[WHAT THE EXERCISE ASKS]:
Turn each line of the rows below into one string in a JSON list, skipping blank lines and leaving out the pictures.

[EXERCISE MATERIAL]:

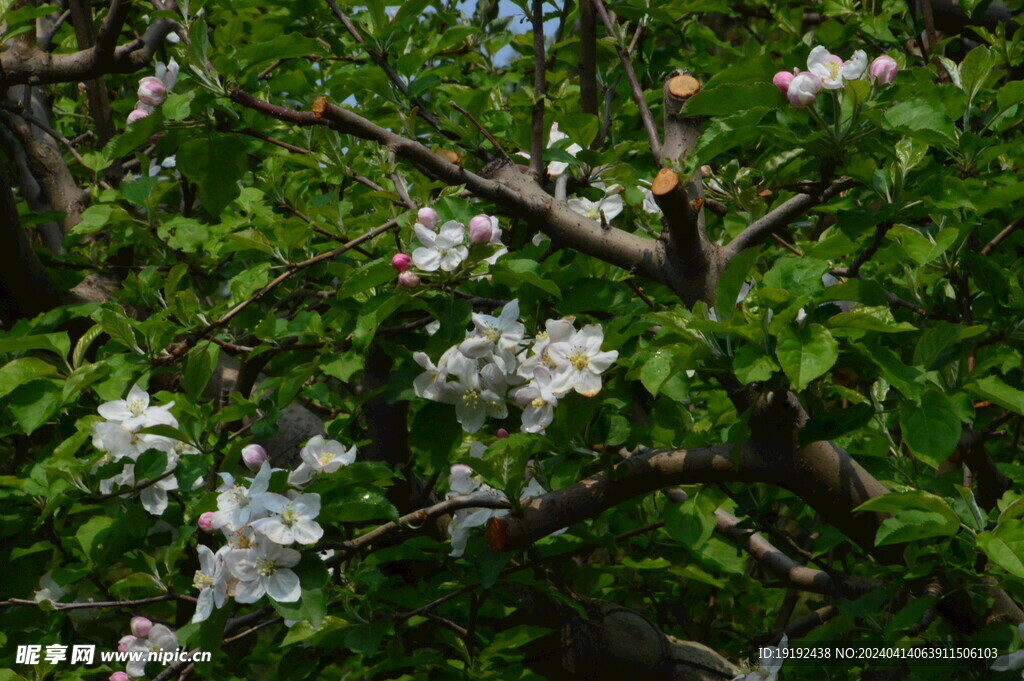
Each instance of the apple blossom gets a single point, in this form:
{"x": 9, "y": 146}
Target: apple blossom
{"x": 608, "y": 207}
{"x": 830, "y": 71}
{"x": 152, "y": 91}
{"x": 400, "y": 261}
{"x": 159, "y": 639}
{"x": 320, "y": 456}
{"x": 427, "y": 217}
{"x": 264, "y": 568}
{"x": 491, "y": 332}
{"x": 291, "y": 519}
{"x": 803, "y": 89}
{"x": 140, "y": 626}
{"x": 442, "y": 250}
{"x": 579, "y": 362}
{"x": 237, "y": 505}
{"x": 134, "y": 412}
{"x": 205, "y": 521}
{"x": 782, "y": 80}
{"x": 211, "y": 580}
{"x": 884, "y": 70}
{"x": 253, "y": 456}
{"x": 136, "y": 115}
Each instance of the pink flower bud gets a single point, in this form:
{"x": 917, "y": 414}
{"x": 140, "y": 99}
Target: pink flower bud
{"x": 409, "y": 280}
{"x": 427, "y": 217}
{"x": 803, "y": 89}
{"x": 140, "y": 627}
{"x": 253, "y": 456}
{"x": 152, "y": 91}
{"x": 481, "y": 227}
{"x": 782, "y": 80}
{"x": 884, "y": 70}
{"x": 136, "y": 115}
{"x": 400, "y": 261}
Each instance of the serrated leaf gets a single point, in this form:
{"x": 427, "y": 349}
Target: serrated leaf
{"x": 806, "y": 353}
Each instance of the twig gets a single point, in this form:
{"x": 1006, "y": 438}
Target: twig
{"x": 11, "y": 602}
{"x": 483, "y": 131}
{"x": 645, "y": 115}
{"x": 998, "y": 239}
{"x": 537, "y": 130}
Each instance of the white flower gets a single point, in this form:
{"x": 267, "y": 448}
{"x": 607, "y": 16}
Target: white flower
{"x": 1013, "y": 661}
{"x": 579, "y": 362}
{"x": 429, "y": 384}
{"x": 160, "y": 638}
{"x": 768, "y": 667}
{"x": 503, "y": 331}
{"x": 49, "y": 590}
{"x": 475, "y": 399}
{"x": 211, "y": 580}
{"x": 291, "y": 519}
{"x": 442, "y": 250}
{"x": 555, "y": 331}
{"x": 320, "y": 456}
{"x": 135, "y": 413}
{"x": 237, "y": 505}
{"x": 556, "y": 168}
{"x": 609, "y": 206}
{"x": 538, "y": 400}
{"x": 832, "y": 71}
{"x": 264, "y": 569}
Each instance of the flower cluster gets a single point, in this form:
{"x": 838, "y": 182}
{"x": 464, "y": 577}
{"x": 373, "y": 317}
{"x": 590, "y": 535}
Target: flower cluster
{"x": 153, "y": 90}
{"x": 145, "y": 637}
{"x": 829, "y": 72}
{"x": 444, "y": 249}
{"x": 119, "y": 437}
{"x": 495, "y": 364}
{"x": 259, "y": 526}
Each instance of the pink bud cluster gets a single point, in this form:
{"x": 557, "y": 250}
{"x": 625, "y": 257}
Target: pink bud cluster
{"x": 153, "y": 90}
{"x": 826, "y": 71}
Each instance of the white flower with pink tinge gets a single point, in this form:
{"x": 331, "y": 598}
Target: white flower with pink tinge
{"x": 264, "y": 569}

[ANSWER TO THE EXERCISE]:
[
  "Each instance of the apple blossom gets a single point, in this form:",
  "{\"x\": 9, \"y\": 146}",
  "Target: apple blossom",
  "{\"x\": 608, \"y\": 207}",
  "{\"x\": 830, \"y\": 71}",
  "{\"x\": 152, \"y\": 91}",
  "{\"x\": 400, \"y\": 261}",
  "{\"x\": 159, \"y\": 639}",
  "{\"x\": 320, \"y\": 456}",
  "{\"x\": 427, \"y\": 217}",
  "{\"x\": 264, \"y\": 568}",
  "{\"x\": 491, \"y\": 332}",
  "{\"x\": 291, \"y\": 519}",
  "{\"x\": 803, \"y\": 89}",
  "{\"x\": 140, \"y\": 626}",
  "{\"x\": 442, \"y\": 250}",
  "{\"x\": 579, \"y\": 362}",
  "{\"x\": 237, \"y\": 505}",
  "{\"x\": 134, \"y\": 412}",
  "{\"x\": 205, \"y\": 521}",
  "{\"x\": 782, \"y\": 80}",
  "{\"x\": 211, \"y\": 580}",
  "{\"x\": 884, \"y\": 70}",
  "{\"x\": 253, \"y\": 456}",
  "{\"x\": 136, \"y\": 115}",
  "Each instance of the pink flower bud gets a single point, in this form:",
  "{\"x\": 917, \"y\": 414}",
  "{\"x\": 140, \"y\": 99}",
  "Target: pink flower bud",
  "{\"x\": 409, \"y\": 280}",
  "{\"x\": 427, \"y\": 217}",
  "{\"x\": 803, \"y\": 89}",
  "{\"x\": 140, \"y\": 627}",
  "{\"x\": 253, \"y\": 456}",
  "{\"x\": 152, \"y\": 91}",
  "{\"x\": 481, \"y\": 227}",
  "{\"x\": 782, \"y\": 80}",
  "{\"x\": 884, \"y\": 70}",
  "{\"x\": 136, \"y\": 115}",
  "{\"x\": 400, \"y\": 261}",
  "Each instance of the serrated leaf gets a single point, in this form:",
  "{\"x\": 427, \"y\": 349}",
  "Target: serrated leaf",
  "{\"x\": 806, \"y\": 353}",
  "Each instance of the twig gets a single point, in this form:",
  "{\"x\": 1006, \"y\": 438}",
  "Target: twig",
  "{\"x\": 11, \"y\": 602}",
  "{\"x\": 483, \"y\": 131}",
  "{\"x\": 645, \"y\": 115}",
  "{\"x\": 998, \"y\": 239}",
  "{\"x\": 537, \"y\": 130}",
  "Each instance of the white flower gets a single point, in this form:",
  "{\"x\": 267, \"y\": 448}",
  "{\"x\": 607, \"y\": 16}",
  "Target: white flower",
  "{\"x\": 1013, \"y\": 661}",
  "{\"x\": 579, \"y\": 362}",
  "{\"x\": 429, \"y\": 384}",
  "{\"x\": 160, \"y\": 638}",
  "{\"x\": 768, \"y\": 667}",
  "{\"x\": 503, \"y\": 331}",
  "{\"x\": 49, \"y\": 590}",
  "{\"x\": 475, \"y\": 399}",
  "{\"x\": 211, \"y\": 580}",
  "{\"x\": 291, \"y\": 519}",
  "{\"x\": 442, \"y\": 250}",
  "{\"x\": 555, \"y\": 331}",
  "{\"x\": 320, \"y\": 456}",
  "{\"x\": 135, \"y\": 413}",
  "{\"x\": 237, \"y\": 505}",
  "{\"x\": 556, \"y\": 168}",
  "{\"x\": 609, \"y\": 206}",
  "{\"x\": 538, \"y\": 400}",
  "{\"x\": 832, \"y\": 71}",
  "{\"x\": 264, \"y\": 569}",
  "Each instance of the flower cluster gets a single point, in this form:",
  "{\"x\": 838, \"y\": 182}",
  "{\"x\": 464, \"y\": 577}",
  "{\"x\": 373, \"y\": 317}",
  "{\"x\": 590, \"y\": 535}",
  "Target: flower cluster",
  "{\"x\": 153, \"y\": 90}",
  "{\"x\": 145, \"y\": 637}",
  "{\"x\": 829, \"y\": 72}",
  "{\"x\": 444, \"y\": 249}",
  "{\"x\": 119, \"y\": 437}",
  "{\"x\": 495, \"y\": 364}",
  "{\"x\": 259, \"y\": 526}",
  "Each instance of the pink bud cluster gets a single point, in this form:",
  "{\"x\": 557, \"y\": 250}",
  "{\"x\": 625, \"y\": 257}",
  "Target: pink bud cluster",
  "{\"x\": 153, \"y\": 90}",
  "{\"x\": 826, \"y\": 71}",
  "Each instance of the white flower with pink tinge gets a single point, in this form:",
  "{\"x\": 331, \"y\": 598}",
  "Target: white flower with pink tinge",
  "{\"x\": 264, \"y\": 569}"
]